What needs to be done - The required answer is each line in the entries below where "Target" occurs.

Extracted data -
__________

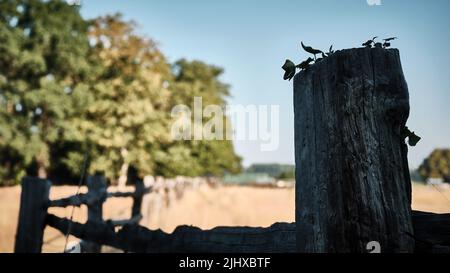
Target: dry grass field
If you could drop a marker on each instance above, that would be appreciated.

__________

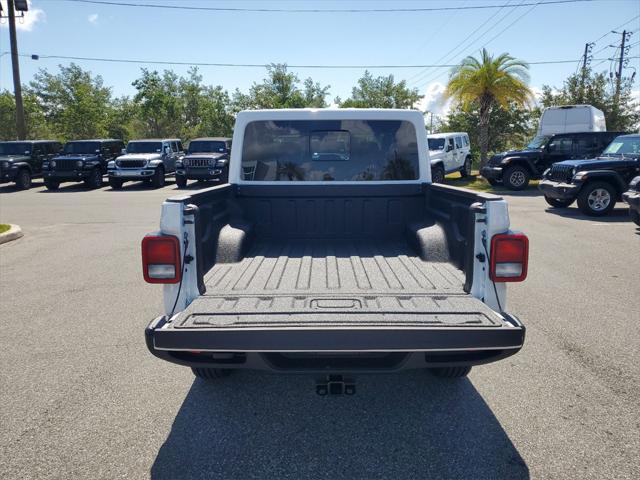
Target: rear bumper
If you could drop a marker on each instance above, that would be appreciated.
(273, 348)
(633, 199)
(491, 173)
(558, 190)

__________

Answer for the task -
Target: dry grass field
Target: rear bumper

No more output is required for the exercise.